#### TASK GOAL:
Duplicate the passage from the text on Roman professional associations, beginning at the words "The model that" and stopping after "the longer term.".

[begin PAGE]

University of Toronto

Membership in a professional association was an essential component in the social and economic advancement of sub-elite Roman families during the Principate. In addition to facilitating economic activities, professional associations offered to their members a meaningful way of engaging in the civic life of their community (Tran 2006: 61-88). Such memberships were also crucial for the way practitioners formulated their identity within the community (Joshel 1992: 62-91). For ex-slaves, who were barred from a political career, such enterprises were especially important, often representing the only avenue for civic prominence. One additional aim of Roman associative life was to forge connections in society at large in the hope of laying the groundwork for the social ascent of freeborn descendants. In many cases, maintaining a presence in these professional colleges was in itself a coveted outcome in a family’s long-term trajectory.

The model that is often envisioned for this type of social mobility entails an ex-slave who had become established in a trade and received a push from his patron into a local association. This foothold would then open up access to his own sons and grandsons and his own freedmen as the family rose through the ranks. The inscriptions documenting Roman professional associations offer glimpses at this model, but it is often difficult to find material that permits us to reconstruct how it actually played out in the short and the longer term.

[end PAGE]
[begin RECORDED DATA]

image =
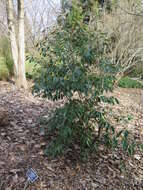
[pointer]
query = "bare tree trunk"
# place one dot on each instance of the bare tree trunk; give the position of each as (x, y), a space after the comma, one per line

[end RECORDED DATA]

#### RESPONSE TO THE TASK:
The model that is often envisioned for this type of social mobility entails an ex-slave who had become established in a trade and received a push from his patron into a local association. This foothold would then open up access to his own sons and grandsons and his own freedmen as the family rose through the ranks. The inscriptions documenting Roman professional associations offer glimpses at this model, but it is often difficult to find material that permits us to reconstruct how it actually played out in the short and the longer term.